-- start of Records shown --

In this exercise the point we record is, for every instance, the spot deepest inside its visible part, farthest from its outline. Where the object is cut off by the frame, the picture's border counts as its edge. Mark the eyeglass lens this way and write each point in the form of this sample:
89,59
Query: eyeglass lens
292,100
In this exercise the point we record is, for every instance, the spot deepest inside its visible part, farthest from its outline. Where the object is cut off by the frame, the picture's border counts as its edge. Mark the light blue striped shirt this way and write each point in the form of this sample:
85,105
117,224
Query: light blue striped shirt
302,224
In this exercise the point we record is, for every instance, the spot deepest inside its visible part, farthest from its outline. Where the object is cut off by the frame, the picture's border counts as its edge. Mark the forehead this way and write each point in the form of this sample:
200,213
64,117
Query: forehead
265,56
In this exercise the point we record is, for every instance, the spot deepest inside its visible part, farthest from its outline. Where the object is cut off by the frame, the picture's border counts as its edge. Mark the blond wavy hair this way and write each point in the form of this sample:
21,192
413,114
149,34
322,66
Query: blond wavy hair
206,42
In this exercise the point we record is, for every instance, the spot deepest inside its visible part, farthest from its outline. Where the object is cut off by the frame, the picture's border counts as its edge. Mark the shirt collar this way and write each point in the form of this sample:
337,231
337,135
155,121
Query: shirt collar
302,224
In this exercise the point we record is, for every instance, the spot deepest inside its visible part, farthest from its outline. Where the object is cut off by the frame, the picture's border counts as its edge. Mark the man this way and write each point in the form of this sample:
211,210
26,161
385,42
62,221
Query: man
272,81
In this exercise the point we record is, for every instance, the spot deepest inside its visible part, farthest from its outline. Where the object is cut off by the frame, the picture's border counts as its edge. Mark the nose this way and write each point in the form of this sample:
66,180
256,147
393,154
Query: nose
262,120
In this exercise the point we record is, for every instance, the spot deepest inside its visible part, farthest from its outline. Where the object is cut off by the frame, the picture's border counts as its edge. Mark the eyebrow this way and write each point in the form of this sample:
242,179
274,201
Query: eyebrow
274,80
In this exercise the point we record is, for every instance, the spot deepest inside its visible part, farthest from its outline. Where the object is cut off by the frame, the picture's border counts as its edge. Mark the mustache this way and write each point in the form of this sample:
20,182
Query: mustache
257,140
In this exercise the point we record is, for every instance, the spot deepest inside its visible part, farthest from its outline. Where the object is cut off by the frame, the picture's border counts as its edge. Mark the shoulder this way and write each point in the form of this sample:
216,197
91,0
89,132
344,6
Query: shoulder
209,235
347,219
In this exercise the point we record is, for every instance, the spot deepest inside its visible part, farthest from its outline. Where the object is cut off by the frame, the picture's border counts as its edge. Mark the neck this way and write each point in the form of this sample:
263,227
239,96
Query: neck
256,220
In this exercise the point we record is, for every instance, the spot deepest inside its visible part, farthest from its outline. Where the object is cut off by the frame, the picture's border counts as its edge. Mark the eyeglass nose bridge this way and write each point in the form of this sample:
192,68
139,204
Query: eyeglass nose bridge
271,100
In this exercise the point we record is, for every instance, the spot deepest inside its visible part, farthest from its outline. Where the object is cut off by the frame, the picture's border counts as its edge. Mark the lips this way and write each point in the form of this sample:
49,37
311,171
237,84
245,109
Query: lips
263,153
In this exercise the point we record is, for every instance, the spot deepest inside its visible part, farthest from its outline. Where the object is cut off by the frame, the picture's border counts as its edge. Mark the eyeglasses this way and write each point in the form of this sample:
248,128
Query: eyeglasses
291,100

-- end of Records shown --

• [Exercise details]
Give the lines of all the records above as a numbered list, leaving out any blank lines.

• [Response to the task]
1. In this exercise the point we record is, for every instance, the spot deepest inside its visible part, farthest from its outline. Where the object is cut off by the frame, the picture's border counts as its edge. Mark the eyeglass lens this way and write each point in the form of this sample:
2. 89,59
3. Query: eyeglass lens
4. 292,100
5. In this exercise the point we record is, for every instance, the spot deepest inside its visible part, farthest from its outline. Where the object is cut off by the frame, the picture's border counts as its edge. Mark the light blue striped shirt this way and write each point in the form of this sample:
6. 85,105
7. 117,224
8. Query: light blue striped shirt
9. 302,224
10. In this exercise the point we record is, for every instance, the spot deepest inside its visible part, farthest from its outline. Where the object is cut off by the frame, the picture's border counts as its edge. Mark the forehead this way and write each point in the form of this sample:
11. 200,213
12. 64,117
13. Query: forehead
14. 265,56
15. In this exercise the point we record is, for every instance, the spot deepest inside its visible part, farthest from its outline. Where the object is cut off by the frame, the picture's border counts as its edge. Mark the blond wavy hair this way and write each point in the form of this sample:
16. 21,192
17. 413,114
18. 149,34
19. 322,66
20. Query: blond wavy hair
21. 206,42
22. In this exercise the point we record is, for every instance, the spot deepest inside its visible part, farthest from its outline. Where the object is cut off by the frame, the picture's border counts as its edge. Mark the shirt collar this way and write each point in the form of this sample:
23. 337,231
24. 337,135
25. 155,121
26. Query: shirt collar
27. 302,224
28. In this exercise the point we record is, for every instance, the spot deepest inside its visible part, farthest from its outline. Where the object is cut off by the frame, the picture's border counts as its edge. Mark the man this way and write each point in the form of this sample:
29. 211,210
30. 26,161
31. 385,42
32. 62,221
33. Query: man
34. 272,81
35. In this exercise the point we record is, for every instance, the spot deepest inside its visible part, farthest from its outline. Where the object is cut off by the frame, the picture's border counts as its edge. Mark the nose this way and write each point in the form of this sample:
36. 66,180
37. 256,147
38. 393,154
39. Query: nose
40. 262,120
41. In this exercise the point we record is, for every instance, the spot deepest inside its visible part, farthest from its outline. Where the object is cut off by the frame, the picture's border counts as its edge. Mark the eyebrow this way and write each point in the form of this sample:
42. 242,179
43. 274,201
44. Query: eyebrow
45. 274,80
46. In this exercise the point we record is, for every instance, the spot deepest inside its visible part, farthest from its outline. Where the object is cut off by the frame, the picture's border counts as its edge. Mark the mustache this way and write each point in the form of this sample:
47. 20,182
48. Query: mustache
49. 257,140
50. In this exercise the point we record is, for every instance, the spot deepest inside its visible part, farthest from its outline. Where the object is cut off by the frame, the picture's border counts as its edge. Mark the shoulder this way and write each point in the form of this sample:
51. 216,197
52. 91,0
53. 89,132
54. 344,6
55. Query: shoulder
56. 209,235
57. 347,219
58. In this exercise the point we record is, for every instance, the spot deepest inside its visible part, farthest from its outline. Where the object is cut off by the frame, the picture's border counts as its edge. Mark the neck this way and write each point in the form of this sample:
59. 263,227
60. 239,96
61. Query: neck
62. 256,220
63. In this exercise the point we record is, for every instance, the spot deepest inside its visible part, farthest from its outline. Where the object is cut off by the frame, the picture's border counts as its edge. Mark the eyeglass nose bridge this way and write each point in the form of this sample:
64. 192,68
65. 139,204
66. Query: eyeglass nose bridge
67. 271,100
68. In this exercise the point we record is, for every instance, the spot deepest inside its visible part, farthest from its outline. Where the object is cut off by the frame, the picture's border counts as its edge. Mark the lips this way and write each point in the form of this sample:
69. 49,37
70. 311,171
71. 237,84
72. 245,109
73. Query: lips
74. 263,153
75. In this exercise the point we record is, for every instance, the spot deepest inside its visible part, farthest from its outline. Where the object is cut off by the frame, the picture's border counts as its edge. Mark the eyeglasses this way and write each point in the form of this sample:
76. 248,128
77. Query: eyeglasses
78. 291,100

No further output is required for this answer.